- Texto da página:
A nossa viagem é de Janeiro 2010. O caminho de metro da catedral Duomo (zona nobre da cidade) até ao estádio (estação Lotto, linha vermelha) é feito entre adeptos dos dois clubes, que gozam uns com os outros. ‘Sabes qual é a segunda melhor equipa de Milão?’, pergunta um cinquentão a um puto com estilo pós-moderno (barba à Gattuso, gola à Cantona e penteado à Balotelli). ‘Os suplentes do Inter’ é a resposta e todos se partem a rir, sejam eles interistas ou milanistas.
A diferença entre uns e outros é centenária. Mas não se ouvem insultos, só cânticos a puxar pela equipa e até pelo treinador (Mourinho, pois claro: il Speciale). Os cachecóis azuis (Inter) e vermelhos (Milan) misturam-se alegremente nas carruagens e assim prosseguem a pé dois quilómetros, desde a estação Lotto até ao estádio. Nesse trajecto, o frio é de cortar a respiração e parece que as pessoas estão mais gordas, tal a quantidade de roupa necessária para minimizar o bater de dentes.

- Itens:

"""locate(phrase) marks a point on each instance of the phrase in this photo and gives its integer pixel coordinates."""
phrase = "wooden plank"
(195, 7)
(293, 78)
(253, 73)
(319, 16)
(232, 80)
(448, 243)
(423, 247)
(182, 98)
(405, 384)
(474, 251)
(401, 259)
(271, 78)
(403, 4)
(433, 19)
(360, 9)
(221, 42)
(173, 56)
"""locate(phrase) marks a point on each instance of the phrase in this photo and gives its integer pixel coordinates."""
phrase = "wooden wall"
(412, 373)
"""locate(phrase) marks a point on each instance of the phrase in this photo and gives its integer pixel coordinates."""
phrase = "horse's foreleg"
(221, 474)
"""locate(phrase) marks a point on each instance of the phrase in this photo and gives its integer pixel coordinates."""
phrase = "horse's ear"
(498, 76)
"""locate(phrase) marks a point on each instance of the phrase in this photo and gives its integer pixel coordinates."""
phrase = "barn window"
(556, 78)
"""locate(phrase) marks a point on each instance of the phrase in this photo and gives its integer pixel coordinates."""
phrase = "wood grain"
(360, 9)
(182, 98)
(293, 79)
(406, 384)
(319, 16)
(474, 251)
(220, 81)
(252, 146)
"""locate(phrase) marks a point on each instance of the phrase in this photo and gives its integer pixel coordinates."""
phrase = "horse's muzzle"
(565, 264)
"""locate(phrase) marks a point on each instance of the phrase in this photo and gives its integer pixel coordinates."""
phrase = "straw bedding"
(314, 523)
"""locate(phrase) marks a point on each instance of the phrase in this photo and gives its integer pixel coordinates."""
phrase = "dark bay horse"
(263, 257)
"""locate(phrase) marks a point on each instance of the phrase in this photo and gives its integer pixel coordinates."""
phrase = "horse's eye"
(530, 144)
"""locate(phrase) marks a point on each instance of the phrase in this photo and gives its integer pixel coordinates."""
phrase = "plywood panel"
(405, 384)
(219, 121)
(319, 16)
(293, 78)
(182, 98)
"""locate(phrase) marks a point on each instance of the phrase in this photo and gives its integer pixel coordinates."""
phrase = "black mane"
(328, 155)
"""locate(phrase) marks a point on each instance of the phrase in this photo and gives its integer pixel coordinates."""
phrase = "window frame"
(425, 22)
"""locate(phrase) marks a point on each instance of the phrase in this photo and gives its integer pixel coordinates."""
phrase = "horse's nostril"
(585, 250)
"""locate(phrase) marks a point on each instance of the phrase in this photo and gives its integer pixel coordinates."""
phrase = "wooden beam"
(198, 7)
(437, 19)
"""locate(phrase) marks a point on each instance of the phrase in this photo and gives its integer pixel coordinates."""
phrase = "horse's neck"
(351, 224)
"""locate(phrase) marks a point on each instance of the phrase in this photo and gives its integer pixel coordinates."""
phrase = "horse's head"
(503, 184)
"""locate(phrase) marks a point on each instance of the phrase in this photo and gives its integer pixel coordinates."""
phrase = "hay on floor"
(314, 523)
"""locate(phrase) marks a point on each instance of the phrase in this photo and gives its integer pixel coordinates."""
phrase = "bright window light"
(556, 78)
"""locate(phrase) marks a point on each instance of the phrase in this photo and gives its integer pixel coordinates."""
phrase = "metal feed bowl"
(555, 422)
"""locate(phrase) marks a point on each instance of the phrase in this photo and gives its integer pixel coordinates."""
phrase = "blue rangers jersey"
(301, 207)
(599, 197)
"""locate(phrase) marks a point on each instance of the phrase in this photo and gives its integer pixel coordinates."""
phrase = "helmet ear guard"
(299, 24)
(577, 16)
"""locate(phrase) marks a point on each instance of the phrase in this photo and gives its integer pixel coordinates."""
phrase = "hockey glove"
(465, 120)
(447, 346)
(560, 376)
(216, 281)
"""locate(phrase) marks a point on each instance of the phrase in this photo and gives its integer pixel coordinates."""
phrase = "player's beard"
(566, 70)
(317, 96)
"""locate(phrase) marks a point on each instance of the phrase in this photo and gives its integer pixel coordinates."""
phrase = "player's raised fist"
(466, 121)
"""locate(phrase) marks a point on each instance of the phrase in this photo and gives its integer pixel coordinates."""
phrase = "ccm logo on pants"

- Tarefas a fazer:
**A.** No texto sobre a viagem de metro até ao estádio em Milão, em que estação se sai para o estádio?
**B.** Diga quantas linhas das entradas contêm a palavra "wooden", distinguindo maiúsculas de minúsculas. Responda apenas com o número.
O texto e as entradas não têm qualquer relação entre si.

- Os resultados:
**A.** Na estação Lotto, da linha vermelha.

**B.** 3